# EXERCISE TASKS
a - Translate this sentence from the article below on Sat Bains's college visit into Spanish: "Develop your skills and set yourselves five-year and ten-year plans."
b - Write out everything in the article below on Sat Bains's college visit from "20 May 2016" down to "their own ambitions.".

# SOURCE DOCUMENT
- - - - -

20 May 2016
One of the UK’s most distinguished chefs, Sat Bains, gave West Nottinghamshire College students a taste of what it takes to succeed in the restaurant business.
The two Michelin-star Chef Patron spoke to trainee chefs and aspiring hospitality professionals about the route towards a rewarding career, saying:
“There is no such thing as a fast-track. Develop your skills and set yourselves five-year and ten-year plans.”
His advice came courtesy of a question-and-answer session with a group of 40 students on the college’s culinary skills, professional cookery, and hospitality supervision and leadership diploma courses.
The celebrated culinary figure told students how he entered the industry on the back of a college education – and gave tips on how they could achieve their own ambitions.
Toni King, 31, from Kirkby-in-Ashfield, who studies the Level 2 Diploma in Culinary Skills, said:
“It was amazing to have somebody of Sat’s stature come into college and share his experience with us.

- - - - -

# MATERIAL PROVIDED
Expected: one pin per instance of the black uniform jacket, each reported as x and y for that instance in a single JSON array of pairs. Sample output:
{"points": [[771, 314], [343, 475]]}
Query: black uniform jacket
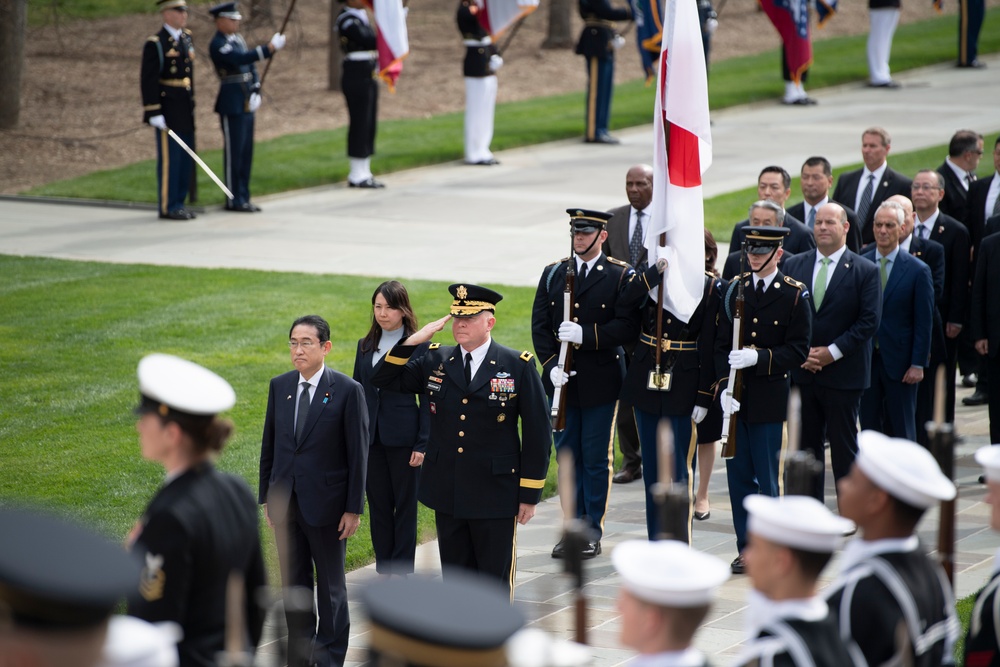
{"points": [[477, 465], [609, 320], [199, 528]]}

- - - - -

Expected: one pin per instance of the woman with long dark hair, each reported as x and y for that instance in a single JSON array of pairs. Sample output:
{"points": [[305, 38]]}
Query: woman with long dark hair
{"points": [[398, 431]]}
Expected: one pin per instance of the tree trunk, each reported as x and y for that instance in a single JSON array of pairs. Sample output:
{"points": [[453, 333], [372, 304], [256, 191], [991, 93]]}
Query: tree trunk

- - - - -

# RESULTS
a - Desarrollen sus habilidades y fíjense planes a cinco y a diez años.

b -
20 May 2016
One of the UK’s most distinguished chefs, Sat Bains, gave West Nottinghamshire College students a taste of what it takes to succeed in the restaurant business.
The two Michelin-star Chef Patron spoke to trainee chefs and aspiring hospitality professionals about the route towards a rewarding career, saying:
“There is no such thing as a fast-track. Develop your skills and set yourselves five-year and ten-year plans.”
His advice came courtesy of a question-and-answer session with a group of 40 students on the college’s culinary skills, professional cookery, and hospitality supervision and leadership diploma courses.
The celebrated culinary figure told students how he entered the industry on the back of a college education – and gave tips on how they could achieve their own ambitions.